* _Required action_
Search the data below, and report every line in which "handle" occurs.

* _Task input_
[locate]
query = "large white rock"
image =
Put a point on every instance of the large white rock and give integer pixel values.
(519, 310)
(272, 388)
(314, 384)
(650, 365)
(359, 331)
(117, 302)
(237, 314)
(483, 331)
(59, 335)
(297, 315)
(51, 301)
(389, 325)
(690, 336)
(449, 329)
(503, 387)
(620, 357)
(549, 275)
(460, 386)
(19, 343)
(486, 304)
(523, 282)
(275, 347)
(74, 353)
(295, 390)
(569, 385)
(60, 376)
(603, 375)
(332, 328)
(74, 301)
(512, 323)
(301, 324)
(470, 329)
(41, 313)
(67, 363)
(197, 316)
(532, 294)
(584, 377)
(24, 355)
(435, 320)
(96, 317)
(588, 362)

* * *

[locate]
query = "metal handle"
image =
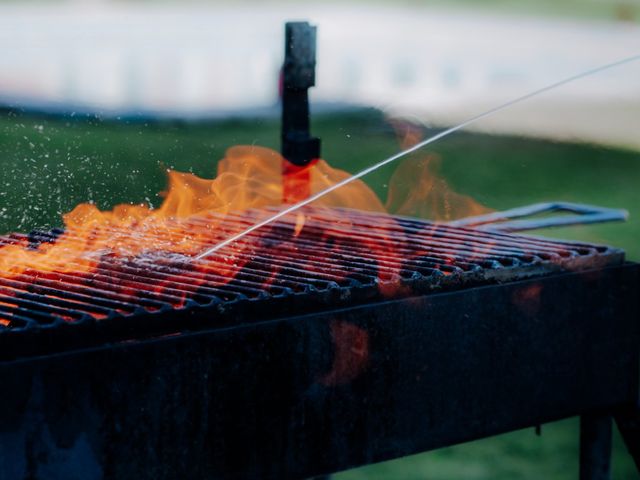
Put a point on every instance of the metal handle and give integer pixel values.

---

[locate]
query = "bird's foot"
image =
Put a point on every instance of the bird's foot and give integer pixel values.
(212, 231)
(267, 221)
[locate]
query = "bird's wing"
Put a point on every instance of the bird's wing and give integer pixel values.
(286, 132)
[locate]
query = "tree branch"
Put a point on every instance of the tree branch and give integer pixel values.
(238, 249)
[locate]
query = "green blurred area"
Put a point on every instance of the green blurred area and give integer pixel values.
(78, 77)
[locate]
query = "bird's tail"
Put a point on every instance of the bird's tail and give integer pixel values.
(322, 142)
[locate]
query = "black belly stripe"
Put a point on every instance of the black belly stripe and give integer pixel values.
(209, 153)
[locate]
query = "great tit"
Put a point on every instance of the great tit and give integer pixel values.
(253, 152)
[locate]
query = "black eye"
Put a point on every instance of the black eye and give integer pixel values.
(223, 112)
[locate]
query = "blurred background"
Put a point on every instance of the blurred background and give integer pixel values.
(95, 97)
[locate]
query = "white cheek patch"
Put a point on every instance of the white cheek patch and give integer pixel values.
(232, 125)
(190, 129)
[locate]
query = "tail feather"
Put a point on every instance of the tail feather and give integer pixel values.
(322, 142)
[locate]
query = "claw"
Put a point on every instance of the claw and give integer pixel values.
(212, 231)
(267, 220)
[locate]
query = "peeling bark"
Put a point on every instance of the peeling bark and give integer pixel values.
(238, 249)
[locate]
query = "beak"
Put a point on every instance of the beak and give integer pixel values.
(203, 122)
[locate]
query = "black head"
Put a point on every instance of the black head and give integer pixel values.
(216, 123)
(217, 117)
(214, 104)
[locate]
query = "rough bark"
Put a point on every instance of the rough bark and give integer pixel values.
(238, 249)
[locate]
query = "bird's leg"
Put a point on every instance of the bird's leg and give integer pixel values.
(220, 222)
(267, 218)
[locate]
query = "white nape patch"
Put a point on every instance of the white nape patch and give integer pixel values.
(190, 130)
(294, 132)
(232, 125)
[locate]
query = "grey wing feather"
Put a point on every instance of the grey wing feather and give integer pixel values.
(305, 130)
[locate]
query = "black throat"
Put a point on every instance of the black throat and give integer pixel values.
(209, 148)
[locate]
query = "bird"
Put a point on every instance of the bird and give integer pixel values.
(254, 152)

* _Output of the task_
query = "metal handle"
Put a point on every instance of the metal handle and give integer pixel values.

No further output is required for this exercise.